[Entries excerpted from a collection]

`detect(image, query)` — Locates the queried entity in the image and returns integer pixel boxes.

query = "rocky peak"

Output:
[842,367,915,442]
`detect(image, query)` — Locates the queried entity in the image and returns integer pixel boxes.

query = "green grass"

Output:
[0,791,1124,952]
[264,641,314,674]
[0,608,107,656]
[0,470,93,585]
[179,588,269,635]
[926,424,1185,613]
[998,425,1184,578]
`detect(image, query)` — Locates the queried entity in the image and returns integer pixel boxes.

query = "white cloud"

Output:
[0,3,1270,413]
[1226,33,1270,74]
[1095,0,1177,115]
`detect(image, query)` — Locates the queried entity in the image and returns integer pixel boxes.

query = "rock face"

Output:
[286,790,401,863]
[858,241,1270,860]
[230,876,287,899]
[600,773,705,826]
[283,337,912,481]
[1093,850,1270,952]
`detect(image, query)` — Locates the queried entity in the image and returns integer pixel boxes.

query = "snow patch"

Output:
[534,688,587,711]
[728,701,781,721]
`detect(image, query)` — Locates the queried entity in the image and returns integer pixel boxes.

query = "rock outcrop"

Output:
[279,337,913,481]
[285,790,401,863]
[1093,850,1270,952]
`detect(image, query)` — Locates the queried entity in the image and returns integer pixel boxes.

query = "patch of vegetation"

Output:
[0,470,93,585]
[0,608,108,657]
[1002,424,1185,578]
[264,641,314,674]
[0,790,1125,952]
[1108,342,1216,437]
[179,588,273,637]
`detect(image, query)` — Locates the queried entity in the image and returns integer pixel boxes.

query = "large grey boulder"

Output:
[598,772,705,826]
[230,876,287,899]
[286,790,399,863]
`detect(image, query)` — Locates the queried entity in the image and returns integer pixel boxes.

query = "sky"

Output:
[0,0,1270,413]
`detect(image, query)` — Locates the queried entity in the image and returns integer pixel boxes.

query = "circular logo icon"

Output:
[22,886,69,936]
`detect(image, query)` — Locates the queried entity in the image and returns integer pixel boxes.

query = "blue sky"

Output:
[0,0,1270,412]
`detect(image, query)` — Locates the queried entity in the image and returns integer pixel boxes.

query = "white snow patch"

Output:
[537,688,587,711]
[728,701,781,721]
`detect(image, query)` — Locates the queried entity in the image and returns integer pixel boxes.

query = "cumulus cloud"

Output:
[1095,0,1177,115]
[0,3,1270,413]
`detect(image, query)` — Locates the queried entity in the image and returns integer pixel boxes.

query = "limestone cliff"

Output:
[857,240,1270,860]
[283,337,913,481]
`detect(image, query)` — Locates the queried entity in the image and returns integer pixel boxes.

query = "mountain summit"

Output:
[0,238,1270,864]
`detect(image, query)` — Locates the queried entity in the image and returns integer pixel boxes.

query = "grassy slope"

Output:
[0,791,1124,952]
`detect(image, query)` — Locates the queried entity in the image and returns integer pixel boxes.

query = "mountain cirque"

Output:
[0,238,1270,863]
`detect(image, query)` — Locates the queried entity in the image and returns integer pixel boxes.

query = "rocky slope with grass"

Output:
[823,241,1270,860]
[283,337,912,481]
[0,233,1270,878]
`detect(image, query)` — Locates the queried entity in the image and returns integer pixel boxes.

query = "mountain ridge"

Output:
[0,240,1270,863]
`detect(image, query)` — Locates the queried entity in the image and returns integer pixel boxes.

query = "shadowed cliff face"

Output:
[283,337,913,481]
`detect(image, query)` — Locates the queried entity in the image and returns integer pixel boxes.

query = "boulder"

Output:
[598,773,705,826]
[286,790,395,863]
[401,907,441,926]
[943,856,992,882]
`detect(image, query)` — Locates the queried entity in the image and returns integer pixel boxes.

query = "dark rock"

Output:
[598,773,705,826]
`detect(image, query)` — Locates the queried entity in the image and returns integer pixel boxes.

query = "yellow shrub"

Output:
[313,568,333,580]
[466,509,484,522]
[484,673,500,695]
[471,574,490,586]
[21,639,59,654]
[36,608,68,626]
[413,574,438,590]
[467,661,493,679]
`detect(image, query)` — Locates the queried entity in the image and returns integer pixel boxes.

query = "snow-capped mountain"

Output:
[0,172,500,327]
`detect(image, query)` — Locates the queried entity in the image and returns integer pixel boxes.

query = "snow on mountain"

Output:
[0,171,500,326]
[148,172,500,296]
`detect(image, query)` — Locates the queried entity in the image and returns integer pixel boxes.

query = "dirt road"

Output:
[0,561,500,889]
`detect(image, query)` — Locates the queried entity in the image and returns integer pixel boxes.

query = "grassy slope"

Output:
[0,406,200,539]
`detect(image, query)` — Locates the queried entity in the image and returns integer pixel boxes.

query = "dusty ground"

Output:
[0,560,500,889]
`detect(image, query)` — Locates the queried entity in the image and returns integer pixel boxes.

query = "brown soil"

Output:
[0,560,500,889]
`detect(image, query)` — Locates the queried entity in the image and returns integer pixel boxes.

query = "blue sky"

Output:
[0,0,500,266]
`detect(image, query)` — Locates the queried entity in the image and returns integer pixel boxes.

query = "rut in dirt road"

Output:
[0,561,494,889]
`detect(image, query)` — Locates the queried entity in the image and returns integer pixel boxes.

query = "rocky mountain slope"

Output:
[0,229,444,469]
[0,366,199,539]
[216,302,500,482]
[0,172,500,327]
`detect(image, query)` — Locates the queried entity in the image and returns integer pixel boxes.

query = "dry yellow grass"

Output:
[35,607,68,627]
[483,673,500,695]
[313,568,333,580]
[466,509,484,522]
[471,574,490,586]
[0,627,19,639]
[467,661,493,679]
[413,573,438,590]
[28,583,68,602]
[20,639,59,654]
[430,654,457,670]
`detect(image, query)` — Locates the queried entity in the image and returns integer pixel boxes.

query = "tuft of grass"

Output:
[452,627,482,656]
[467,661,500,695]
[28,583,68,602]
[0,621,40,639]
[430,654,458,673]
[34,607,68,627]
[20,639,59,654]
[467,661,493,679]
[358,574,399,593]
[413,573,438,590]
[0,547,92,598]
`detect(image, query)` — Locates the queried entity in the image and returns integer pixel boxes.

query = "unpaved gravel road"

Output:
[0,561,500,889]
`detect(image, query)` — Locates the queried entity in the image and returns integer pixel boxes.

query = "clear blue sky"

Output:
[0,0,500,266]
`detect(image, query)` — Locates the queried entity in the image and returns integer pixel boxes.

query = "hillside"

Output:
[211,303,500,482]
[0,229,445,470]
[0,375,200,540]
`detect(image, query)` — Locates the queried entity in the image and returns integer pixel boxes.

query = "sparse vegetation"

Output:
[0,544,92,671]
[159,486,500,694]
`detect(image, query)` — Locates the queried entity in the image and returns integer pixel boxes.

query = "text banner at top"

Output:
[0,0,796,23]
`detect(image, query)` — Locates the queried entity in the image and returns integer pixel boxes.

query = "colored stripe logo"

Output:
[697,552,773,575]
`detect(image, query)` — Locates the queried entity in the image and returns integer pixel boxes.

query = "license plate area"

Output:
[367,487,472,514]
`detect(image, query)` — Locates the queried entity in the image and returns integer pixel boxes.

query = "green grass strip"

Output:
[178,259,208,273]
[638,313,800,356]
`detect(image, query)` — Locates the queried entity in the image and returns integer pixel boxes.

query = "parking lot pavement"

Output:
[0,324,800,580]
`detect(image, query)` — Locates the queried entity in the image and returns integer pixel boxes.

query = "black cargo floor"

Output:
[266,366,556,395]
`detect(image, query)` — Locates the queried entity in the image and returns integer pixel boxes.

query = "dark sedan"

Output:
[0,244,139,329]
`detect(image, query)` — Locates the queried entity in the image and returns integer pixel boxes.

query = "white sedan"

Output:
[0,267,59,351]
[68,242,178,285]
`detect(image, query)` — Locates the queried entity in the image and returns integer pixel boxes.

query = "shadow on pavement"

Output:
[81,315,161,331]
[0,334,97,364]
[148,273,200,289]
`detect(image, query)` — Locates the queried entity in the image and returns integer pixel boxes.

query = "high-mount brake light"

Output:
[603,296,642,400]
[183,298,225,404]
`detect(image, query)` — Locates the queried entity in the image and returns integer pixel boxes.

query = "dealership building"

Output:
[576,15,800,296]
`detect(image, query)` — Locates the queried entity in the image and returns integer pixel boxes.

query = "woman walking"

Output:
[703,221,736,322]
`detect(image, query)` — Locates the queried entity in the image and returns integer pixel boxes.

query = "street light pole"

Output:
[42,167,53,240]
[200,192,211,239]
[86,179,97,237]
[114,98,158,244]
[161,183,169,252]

STATED TASK: Filter the entries above, keeping each line that includes the string "road". Letter case must match.

RESULT FOR THIS EXERCISE:
query = "dirt road"
query = "rut in dirt road"
query = "unpaved gravel road"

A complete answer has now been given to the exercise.